-------- DATA PROVIDED
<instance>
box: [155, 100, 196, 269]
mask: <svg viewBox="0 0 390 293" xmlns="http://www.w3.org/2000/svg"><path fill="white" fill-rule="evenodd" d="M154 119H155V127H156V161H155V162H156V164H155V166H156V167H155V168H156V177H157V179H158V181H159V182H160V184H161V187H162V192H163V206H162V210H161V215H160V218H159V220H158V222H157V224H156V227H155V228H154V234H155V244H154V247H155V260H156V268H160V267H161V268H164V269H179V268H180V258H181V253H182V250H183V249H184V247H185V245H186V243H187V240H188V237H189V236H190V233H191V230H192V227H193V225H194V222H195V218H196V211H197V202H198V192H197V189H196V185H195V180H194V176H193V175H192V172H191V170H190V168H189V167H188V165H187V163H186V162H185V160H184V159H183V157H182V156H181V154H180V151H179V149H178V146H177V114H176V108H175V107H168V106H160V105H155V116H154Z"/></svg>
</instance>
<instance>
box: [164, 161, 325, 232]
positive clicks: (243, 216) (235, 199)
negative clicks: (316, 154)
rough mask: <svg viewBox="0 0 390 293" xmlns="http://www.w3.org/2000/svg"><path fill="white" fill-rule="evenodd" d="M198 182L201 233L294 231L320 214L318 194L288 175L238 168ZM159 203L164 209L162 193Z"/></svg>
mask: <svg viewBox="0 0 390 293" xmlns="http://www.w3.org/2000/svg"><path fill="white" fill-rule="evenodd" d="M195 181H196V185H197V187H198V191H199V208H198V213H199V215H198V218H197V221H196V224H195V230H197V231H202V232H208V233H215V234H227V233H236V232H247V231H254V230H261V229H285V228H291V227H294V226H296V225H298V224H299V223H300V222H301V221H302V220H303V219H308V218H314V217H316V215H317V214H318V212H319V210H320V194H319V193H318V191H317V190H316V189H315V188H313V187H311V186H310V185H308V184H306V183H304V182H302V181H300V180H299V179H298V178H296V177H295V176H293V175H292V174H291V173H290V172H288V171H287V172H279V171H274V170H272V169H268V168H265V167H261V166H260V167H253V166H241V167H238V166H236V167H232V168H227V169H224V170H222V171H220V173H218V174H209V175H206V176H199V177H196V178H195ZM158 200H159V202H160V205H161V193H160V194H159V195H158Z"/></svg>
----------------
* [DESCRIPTION OF THE TASK] Check each line of the records above, and copy those that hold the word "clicks".

* [WRITTEN ANSWER]
positive clicks: (243, 216) (235, 199)
negative clicks: (316, 154)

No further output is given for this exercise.